* _Your objective_
Which lines in the entries below contain the word "slope", matching its case exactly? Copy each such line in full.

Excerpts from a detection dataset
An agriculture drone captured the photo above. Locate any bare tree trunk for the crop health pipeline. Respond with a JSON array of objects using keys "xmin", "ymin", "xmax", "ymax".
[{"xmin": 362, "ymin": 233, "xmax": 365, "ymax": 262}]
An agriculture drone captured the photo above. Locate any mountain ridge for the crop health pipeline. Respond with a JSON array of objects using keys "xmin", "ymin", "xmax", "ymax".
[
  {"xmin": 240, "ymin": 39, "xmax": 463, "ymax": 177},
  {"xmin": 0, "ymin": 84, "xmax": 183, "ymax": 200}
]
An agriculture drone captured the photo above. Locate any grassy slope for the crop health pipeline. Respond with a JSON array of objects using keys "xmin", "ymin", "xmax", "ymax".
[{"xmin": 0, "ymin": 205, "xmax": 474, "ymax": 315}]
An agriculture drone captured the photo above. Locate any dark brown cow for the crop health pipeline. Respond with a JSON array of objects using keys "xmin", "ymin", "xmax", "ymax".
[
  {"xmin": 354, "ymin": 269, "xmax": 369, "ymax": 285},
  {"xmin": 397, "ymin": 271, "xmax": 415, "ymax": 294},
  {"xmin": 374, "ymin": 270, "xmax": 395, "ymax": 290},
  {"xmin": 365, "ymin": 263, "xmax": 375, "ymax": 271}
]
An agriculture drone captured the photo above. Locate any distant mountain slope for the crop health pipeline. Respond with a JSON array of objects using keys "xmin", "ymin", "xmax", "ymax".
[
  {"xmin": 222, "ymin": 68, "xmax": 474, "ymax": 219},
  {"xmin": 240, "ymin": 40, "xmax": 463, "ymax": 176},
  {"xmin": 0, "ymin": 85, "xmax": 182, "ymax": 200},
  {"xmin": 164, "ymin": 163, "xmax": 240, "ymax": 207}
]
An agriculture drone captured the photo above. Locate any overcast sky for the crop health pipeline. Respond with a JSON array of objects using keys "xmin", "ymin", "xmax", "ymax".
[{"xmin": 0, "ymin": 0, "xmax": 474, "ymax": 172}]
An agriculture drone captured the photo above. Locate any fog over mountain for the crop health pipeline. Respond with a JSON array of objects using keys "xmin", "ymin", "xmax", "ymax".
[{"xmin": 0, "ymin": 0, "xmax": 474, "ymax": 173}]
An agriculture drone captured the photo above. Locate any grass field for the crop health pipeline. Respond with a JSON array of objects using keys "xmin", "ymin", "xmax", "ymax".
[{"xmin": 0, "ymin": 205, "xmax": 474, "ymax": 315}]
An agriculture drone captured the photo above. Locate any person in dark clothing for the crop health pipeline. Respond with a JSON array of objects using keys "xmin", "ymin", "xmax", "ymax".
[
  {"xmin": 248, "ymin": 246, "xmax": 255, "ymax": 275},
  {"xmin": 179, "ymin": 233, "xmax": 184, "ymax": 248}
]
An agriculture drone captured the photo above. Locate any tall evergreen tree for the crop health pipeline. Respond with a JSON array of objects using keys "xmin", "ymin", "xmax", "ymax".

* _Exercise output_
An agriculture drone captured the photo above. Locate any grassy slope for the crop health pipeline. Respond with a JSON array of objects using keys "xmin", "ymin", "xmax", "ymax".
An agriculture drone captured the photo above. Locate any distant mountain slope for the crop health pipeline. Respond with a JSON array of objects using keys "xmin", "ymin", "xmax", "ymax".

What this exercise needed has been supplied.